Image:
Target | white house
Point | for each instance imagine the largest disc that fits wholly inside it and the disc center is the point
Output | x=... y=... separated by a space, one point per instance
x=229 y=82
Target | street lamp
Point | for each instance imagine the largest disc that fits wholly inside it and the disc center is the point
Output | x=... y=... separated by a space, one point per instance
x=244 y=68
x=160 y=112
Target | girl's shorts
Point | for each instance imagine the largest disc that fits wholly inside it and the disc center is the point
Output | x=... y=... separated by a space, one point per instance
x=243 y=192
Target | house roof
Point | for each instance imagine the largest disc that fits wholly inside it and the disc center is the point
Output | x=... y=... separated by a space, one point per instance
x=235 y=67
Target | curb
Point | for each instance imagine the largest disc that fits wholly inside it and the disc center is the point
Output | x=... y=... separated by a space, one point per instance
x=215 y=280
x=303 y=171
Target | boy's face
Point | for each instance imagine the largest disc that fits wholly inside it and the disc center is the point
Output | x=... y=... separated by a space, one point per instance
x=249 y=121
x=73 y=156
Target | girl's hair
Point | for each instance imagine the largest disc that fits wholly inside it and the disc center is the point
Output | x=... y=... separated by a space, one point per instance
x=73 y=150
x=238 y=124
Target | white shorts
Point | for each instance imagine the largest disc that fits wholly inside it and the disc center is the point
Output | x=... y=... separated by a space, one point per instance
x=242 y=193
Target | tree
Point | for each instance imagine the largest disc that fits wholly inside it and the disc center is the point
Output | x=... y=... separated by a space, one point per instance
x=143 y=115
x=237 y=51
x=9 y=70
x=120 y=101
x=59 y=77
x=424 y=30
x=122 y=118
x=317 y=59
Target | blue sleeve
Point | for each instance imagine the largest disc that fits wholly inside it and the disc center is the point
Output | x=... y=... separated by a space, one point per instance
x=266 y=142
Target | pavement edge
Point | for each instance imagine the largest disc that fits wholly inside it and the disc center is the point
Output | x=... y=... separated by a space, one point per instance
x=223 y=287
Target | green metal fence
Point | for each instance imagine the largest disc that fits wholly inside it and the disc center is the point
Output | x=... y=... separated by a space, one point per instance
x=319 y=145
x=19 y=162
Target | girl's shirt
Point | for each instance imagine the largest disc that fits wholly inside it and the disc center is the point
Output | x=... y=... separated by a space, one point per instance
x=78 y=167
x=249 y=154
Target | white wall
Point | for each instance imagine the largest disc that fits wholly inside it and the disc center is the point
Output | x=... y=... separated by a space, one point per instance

____________

▶ [Assignment]: Scanning the data above, copy out every line where "girl" is found.

▶ [Result of this exercise]:
Target | girl's shorts
Target | girl's hair
Target | girl's shirt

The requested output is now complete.